[Set exercise]:
Copy out the rows below verbatim, from the line containing "Please mark the wet" through the end of the rows, and omit the pictures.

::: The records :::

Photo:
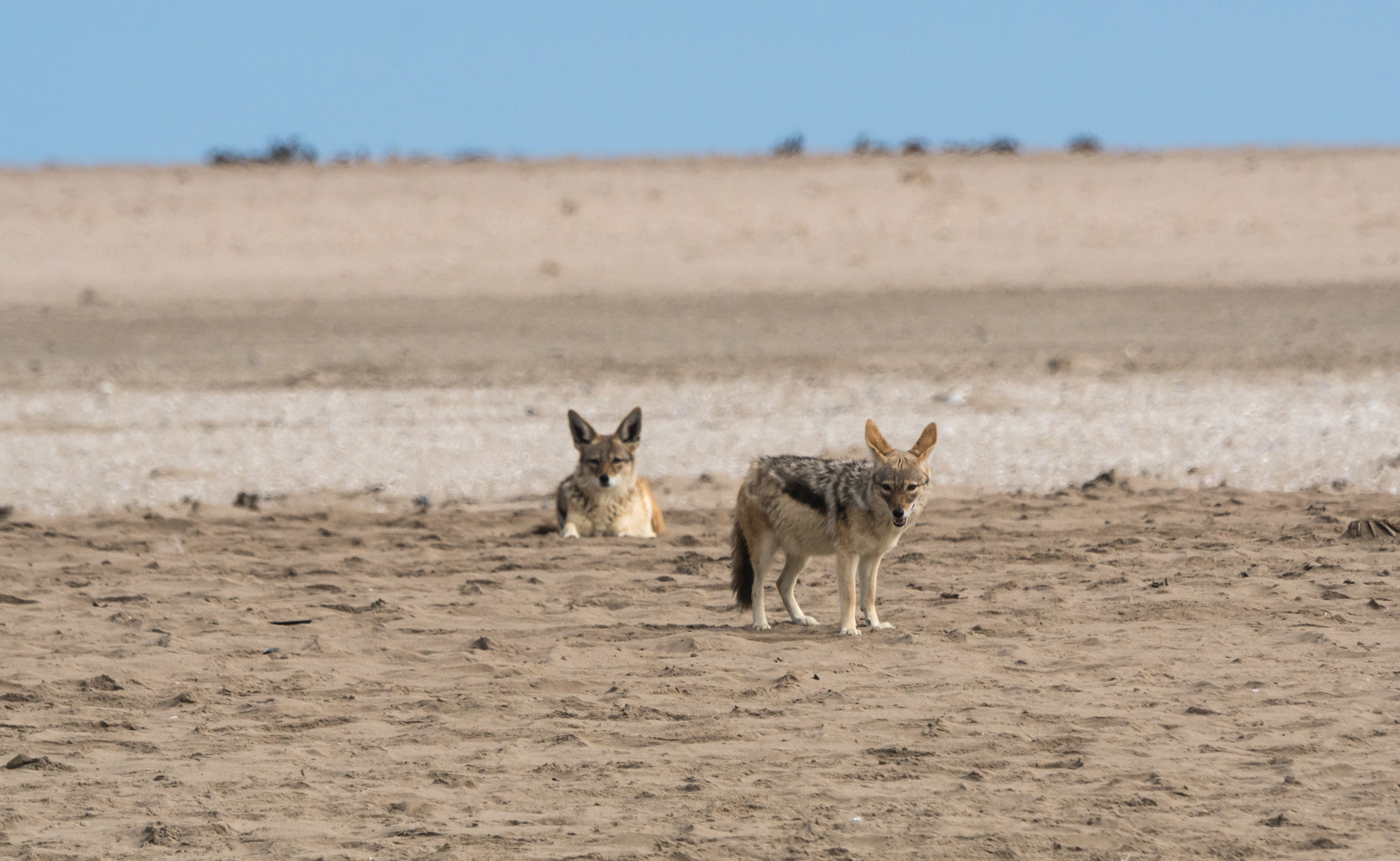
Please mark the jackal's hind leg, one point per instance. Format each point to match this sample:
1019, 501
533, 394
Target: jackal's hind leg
788, 581
846, 587
763, 553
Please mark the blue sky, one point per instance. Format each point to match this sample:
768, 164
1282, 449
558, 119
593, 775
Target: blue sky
160, 82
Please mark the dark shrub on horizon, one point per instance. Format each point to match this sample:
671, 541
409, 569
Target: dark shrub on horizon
1084, 144
280, 150
792, 144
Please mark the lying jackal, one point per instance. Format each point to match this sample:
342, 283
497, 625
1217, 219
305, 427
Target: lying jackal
605, 496
817, 507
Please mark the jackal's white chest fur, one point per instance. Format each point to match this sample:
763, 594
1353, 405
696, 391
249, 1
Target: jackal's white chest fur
607, 511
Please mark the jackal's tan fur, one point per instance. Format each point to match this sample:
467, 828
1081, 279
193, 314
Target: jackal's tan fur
856, 510
605, 496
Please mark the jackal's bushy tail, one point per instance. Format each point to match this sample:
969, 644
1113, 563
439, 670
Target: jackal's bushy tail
741, 568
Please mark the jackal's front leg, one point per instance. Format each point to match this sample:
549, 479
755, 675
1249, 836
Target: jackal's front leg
868, 572
846, 585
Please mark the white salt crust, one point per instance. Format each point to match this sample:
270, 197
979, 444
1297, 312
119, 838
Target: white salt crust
70, 453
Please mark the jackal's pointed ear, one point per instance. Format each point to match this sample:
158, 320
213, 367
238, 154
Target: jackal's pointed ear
584, 433
878, 445
629, 433
926, 443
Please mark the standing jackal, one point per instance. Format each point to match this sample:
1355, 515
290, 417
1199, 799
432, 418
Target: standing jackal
811, 507
605, 496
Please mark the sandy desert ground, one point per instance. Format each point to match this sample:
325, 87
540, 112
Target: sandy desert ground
1183, 658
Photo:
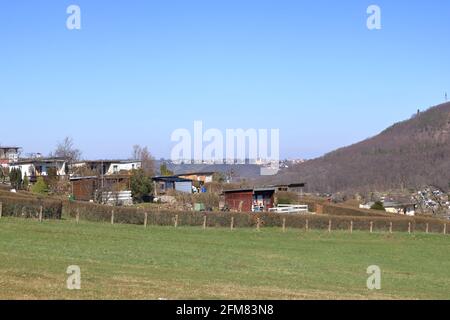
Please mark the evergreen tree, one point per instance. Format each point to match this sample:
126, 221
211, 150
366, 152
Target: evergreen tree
141, 185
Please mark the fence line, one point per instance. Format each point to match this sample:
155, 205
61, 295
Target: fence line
316, 222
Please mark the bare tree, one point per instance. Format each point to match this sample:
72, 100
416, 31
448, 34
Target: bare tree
66, 149
147, 160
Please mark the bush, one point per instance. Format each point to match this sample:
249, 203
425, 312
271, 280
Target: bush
40, 186
141, 185
377, 206
94, 212
30, 208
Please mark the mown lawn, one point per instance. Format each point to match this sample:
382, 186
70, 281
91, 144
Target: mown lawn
131, 262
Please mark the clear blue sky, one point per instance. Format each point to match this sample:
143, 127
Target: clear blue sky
137, 70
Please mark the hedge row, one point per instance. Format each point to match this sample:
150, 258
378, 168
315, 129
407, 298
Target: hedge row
30, 208
325, 207
246, 220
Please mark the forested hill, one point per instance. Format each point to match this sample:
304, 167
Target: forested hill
409, 154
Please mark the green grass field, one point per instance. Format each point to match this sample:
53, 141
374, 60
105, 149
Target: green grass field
131, 262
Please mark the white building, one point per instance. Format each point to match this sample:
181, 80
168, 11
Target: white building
9, 155
109, 167
33, 168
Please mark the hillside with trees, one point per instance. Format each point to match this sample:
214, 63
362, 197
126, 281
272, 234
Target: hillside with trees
409, 154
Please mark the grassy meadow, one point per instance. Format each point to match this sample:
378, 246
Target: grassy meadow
133, 262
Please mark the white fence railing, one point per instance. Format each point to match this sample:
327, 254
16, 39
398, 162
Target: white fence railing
290, 208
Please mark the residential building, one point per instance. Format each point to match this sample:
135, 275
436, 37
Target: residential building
107, 167
9, 155
37, 167
164, 184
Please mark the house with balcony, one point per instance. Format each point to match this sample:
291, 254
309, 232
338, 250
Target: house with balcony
9, 155
40, 167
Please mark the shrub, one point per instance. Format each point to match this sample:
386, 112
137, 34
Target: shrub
30, 207
377, 206
40, 186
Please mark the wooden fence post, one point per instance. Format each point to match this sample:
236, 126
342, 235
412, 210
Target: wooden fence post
145, 219
40, 213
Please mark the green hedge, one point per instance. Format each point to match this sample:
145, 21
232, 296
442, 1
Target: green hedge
93, 212
30, 207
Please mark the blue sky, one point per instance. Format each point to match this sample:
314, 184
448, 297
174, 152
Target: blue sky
137, 70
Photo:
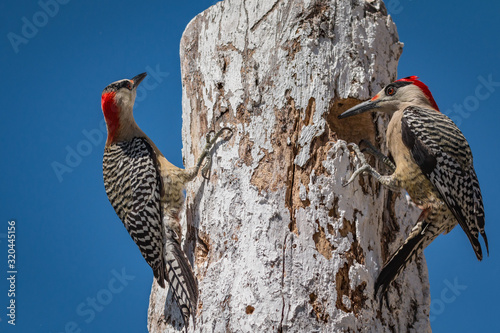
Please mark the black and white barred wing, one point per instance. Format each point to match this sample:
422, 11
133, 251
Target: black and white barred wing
133, 186
444, 156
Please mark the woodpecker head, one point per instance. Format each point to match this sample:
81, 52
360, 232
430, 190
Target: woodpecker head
117, 103
396, 96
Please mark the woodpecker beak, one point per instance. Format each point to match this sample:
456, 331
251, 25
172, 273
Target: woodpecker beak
138, 79
360, 108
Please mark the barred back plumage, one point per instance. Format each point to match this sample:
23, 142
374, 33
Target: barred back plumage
441, 151
134, 189
432, 162
133, 186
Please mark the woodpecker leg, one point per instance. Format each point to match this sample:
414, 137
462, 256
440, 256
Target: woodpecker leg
370, 149
387, 181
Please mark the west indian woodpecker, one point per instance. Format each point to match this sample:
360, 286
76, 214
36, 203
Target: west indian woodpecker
146, 192
433, 163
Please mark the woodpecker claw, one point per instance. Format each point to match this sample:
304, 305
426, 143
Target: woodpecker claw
211, 138
205, 171
370, 149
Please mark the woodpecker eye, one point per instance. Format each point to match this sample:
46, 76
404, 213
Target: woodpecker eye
390, 91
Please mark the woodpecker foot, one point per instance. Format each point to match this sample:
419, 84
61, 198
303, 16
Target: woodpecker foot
211, 138
365, 167
370, 149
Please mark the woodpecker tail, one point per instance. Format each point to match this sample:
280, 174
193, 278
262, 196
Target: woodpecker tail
180, 277
422, 234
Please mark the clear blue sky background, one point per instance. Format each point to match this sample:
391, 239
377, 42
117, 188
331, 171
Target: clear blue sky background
71, 245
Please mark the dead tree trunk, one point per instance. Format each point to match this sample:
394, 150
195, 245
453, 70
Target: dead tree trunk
277, 244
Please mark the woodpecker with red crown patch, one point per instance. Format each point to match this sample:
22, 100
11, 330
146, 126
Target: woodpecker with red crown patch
146, 192
433, 163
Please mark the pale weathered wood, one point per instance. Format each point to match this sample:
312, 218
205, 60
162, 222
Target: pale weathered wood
279, 244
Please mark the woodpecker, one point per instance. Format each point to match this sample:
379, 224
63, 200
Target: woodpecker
433, 163
146, 192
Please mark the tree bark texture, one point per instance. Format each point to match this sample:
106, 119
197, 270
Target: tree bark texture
276, 242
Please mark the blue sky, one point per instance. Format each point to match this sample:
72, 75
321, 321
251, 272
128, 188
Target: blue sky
77, 266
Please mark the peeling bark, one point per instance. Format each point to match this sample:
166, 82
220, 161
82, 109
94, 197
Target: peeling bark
277, 244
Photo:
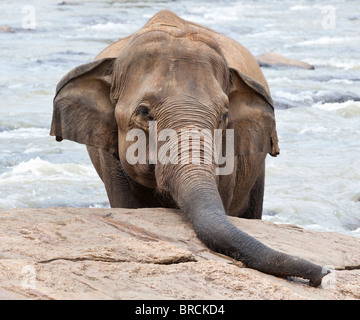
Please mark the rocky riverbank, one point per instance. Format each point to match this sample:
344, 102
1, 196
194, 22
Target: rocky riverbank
81, 253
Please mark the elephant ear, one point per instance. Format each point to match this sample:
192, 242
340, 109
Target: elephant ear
83, 110
251, 115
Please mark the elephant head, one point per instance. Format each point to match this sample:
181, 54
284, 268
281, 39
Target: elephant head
181, 80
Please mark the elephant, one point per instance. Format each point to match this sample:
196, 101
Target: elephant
182, 76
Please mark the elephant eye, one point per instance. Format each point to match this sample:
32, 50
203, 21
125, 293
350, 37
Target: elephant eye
145, 112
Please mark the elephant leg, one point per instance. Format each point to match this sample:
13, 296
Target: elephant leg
247, 200
122, 191
254, 205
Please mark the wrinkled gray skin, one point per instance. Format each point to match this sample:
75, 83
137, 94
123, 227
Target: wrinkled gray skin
183, 76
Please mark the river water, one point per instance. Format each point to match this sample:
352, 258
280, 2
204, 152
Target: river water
314, 183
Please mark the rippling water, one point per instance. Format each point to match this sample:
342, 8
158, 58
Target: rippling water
314, 183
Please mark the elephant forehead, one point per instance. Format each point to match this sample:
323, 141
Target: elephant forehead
165, 53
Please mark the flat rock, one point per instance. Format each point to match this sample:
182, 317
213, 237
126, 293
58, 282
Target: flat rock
274, 59
82, 253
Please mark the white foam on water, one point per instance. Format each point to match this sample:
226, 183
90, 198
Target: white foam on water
315, 182
348, 109
39, 183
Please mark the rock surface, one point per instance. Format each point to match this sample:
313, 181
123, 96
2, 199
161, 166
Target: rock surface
81, 253
274, 59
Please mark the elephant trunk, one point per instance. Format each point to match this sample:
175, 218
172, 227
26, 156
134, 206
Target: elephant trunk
195, 191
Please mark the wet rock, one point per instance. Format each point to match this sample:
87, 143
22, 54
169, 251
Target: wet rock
274, 59
81, 253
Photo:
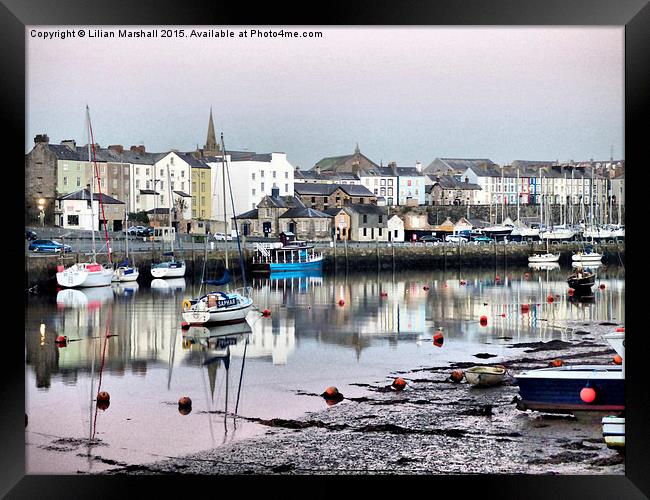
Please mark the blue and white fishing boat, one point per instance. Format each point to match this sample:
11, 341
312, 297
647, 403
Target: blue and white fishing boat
576, 389
290, 255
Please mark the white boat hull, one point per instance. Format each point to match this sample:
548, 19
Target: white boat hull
168, 272
120, 275
547, 257
593, 257
79, 277
214, 315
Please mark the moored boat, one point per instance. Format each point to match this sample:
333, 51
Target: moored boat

:::

[Written response]:
Please mark the wet rock, one point per instance. Format each point to match this sample:
87, 143
22, 54
169, 251
Target: wet rock
274, 59
81, 253
Photo:
Please mark the blue and white fishing boat, one point per instance. Format each point to match this sample:
11, 341
312, 297
647, 403
Target: blue and white fishing boat
576, 389
290, 255
Please mark the white boat hull, one point per instance. Format each point to match this sample:
548, 19
Target: white boat hull
168, 272
120, 275
547, 257
593, 257
79, 277
214, 315
Please mark the moored boat, one point per instance. Format each point to match this sample:
333, 51
Target: moored boat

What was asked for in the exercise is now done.